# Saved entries
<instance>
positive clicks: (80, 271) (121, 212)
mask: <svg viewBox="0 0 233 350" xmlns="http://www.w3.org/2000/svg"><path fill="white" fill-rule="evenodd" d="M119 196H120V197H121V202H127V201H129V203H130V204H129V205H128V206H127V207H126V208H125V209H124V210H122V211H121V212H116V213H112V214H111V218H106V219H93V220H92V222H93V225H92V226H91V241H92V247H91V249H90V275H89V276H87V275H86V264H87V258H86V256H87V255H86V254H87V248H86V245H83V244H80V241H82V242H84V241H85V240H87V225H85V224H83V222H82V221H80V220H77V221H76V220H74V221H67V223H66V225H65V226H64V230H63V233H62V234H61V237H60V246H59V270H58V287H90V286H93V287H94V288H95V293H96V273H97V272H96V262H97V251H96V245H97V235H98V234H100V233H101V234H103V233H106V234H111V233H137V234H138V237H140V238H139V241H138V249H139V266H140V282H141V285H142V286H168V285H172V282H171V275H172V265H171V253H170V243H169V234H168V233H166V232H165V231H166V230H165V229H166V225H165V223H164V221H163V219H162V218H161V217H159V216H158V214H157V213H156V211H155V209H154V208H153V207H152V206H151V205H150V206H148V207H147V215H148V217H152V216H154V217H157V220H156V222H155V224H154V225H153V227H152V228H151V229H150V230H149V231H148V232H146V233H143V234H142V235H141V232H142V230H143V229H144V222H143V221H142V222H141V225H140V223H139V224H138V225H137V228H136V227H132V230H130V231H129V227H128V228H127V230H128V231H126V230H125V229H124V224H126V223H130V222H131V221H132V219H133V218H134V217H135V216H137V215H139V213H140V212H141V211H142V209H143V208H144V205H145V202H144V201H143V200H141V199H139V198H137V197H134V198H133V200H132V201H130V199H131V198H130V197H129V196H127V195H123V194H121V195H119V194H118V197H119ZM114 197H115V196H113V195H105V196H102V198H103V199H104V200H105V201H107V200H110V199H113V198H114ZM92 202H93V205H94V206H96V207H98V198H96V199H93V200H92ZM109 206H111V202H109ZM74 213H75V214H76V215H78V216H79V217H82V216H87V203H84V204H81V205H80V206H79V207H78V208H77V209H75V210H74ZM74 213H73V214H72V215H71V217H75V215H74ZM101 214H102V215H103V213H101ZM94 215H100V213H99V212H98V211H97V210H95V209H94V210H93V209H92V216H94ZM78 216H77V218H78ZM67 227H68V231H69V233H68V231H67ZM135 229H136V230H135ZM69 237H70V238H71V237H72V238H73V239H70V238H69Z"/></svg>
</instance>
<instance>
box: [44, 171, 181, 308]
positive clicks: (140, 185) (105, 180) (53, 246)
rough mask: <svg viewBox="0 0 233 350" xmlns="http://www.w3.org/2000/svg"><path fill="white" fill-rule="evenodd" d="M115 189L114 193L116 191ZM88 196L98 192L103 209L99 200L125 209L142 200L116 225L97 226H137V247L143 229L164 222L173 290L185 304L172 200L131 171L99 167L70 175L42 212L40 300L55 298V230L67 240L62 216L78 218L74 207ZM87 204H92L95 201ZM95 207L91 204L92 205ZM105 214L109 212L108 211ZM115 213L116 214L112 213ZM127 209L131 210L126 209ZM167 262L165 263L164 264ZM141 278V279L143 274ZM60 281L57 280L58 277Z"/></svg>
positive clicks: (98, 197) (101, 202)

# Try it
Copy out all of the material above verbatim, line by line.

# Exercise answer
<instance>
positive clicks: (80, 271) (121, 212)
mask: <svg viewBox="0 0 233 350" xmlns="http://www.w3.org/2000/svg"><path fill="white" fill-rule="evenodd" d="M119 196H120V197H121V202H127V201H129V203H130V204H129V205H128V206H127V207H126V208H125V209H124V210H122V211H121V212H116V213H112V214H111V218H106V219H93V220H92V222H93V225H92V226H91V241H92V247H91V249H90V275H89V276H87V275H86V264H87V258H86V256H87V255H86V254H87V248H86V245H83V244H80V241H82V242H84V241H85V240H87V225H85V224H83V222H82V221H80V220H77V221H76V220H74V221H67V223H66V225H65V226H64V230H63V233H62V234H61V237H60V246H59V270H58V287H90V286H93V287H94V288H95V293H96V273H97V272H96V262H97V251H96V245H97V235H98V234H100V233H101V234H103V233H106V234H111V233H137V234H138V237H140V238H139V241H138V249H139V266H140V282H141V285H142V286H168V285H172V282H171V275H172V265H171V253H170V243H169V234H168V233H166V232H165V231H166V230H165V229H166V225H165V223H164V221H163V219H162V218H161V217H159V216H158V214H157V213H156V211H155V209H154V208H153V207H152V206H151V205H150V206H148V207H147V215H148V217H152V216H154V217H157V220H156V222H155V224H154V225H153V227H152V228H151V229H150V230H149V231H148V232H146V233H143V234H142V235H141V232H142V230H143V229H144V222H143V221H142V222H141V225H140V223H139V224H138V225H137V228H136V227H132V230H130V231H129V227H128V228H127V230H128V231H126V230H125V229H124V224H126V223H130V222H131V221H132V219H133V218H134V217H135V216H137V215H139V213H140V212H141V211H142V209H143V208H144V205H145V202H144V201H143V200H141V199H139V198H137V197H134V198H133V200H132V201H130V199H131V198H130V197H129V196H127V195H123V194H121V195H119V194H118V197H119ZM114 197H115V196H113V195H105V196H102V198H103V199H104V200H105V201H107V200H110V199H113V198H114ZM92 202H93V205H94V206H96V207H98V198H96V199H93V200H92ZM109 206H111V202H109ZM74 213H75V214H76V215H78V216H79V217H82V216H87V203H84V204H81V205H80V206H79V207H78V208H77V209H75V210H74ZM74 213H73V214H72V215H71V217H75V215H74ZM101 214H102V215H103V213H101ZM94 215H100V213H99V212H98V211H97V210H95V209H94V210H93V209H92V216H94ZM78 216H77V218H78ZM67 227H68V231H69V233H68V231H67ZM135 229H136V230H135ZM69 237H70V238H71V237H72V238H73V239H70V238H69Z"/></svg>
</instance>
<instance>
box: [44, 171, 181, 308]
positive clicks: (140, 185) (105, 180) (53, 246)
rough mask: <svg viewBox="0 0 233 350" xmlns="http://www.w3.org/2000/svg"><path fill="white" fill-rule="evenodd" d="M115 189L114 193L116 191ZM88 196L98 192L103 209L99 200L125 209L142 200L116 225L97 226H137V247L143 229L164 222L173 290L185 304L172 200L131 171L99 167L70 175L42 212L40 300L55 298V230L67 240L62 216L78 218L74 207ZM87 204H92L95 201ZM95 207L91 204L92 205ZM105 214L109 212L108 211ZM115 213L116 214L112 213ZM127 209L131 210L126 209ZM167 262L165 263L164 264ZM141 278V279L143 274ZM60 281L57 280L58 277Z"/></svg>
positive clicks: (98, 197) (101, 202)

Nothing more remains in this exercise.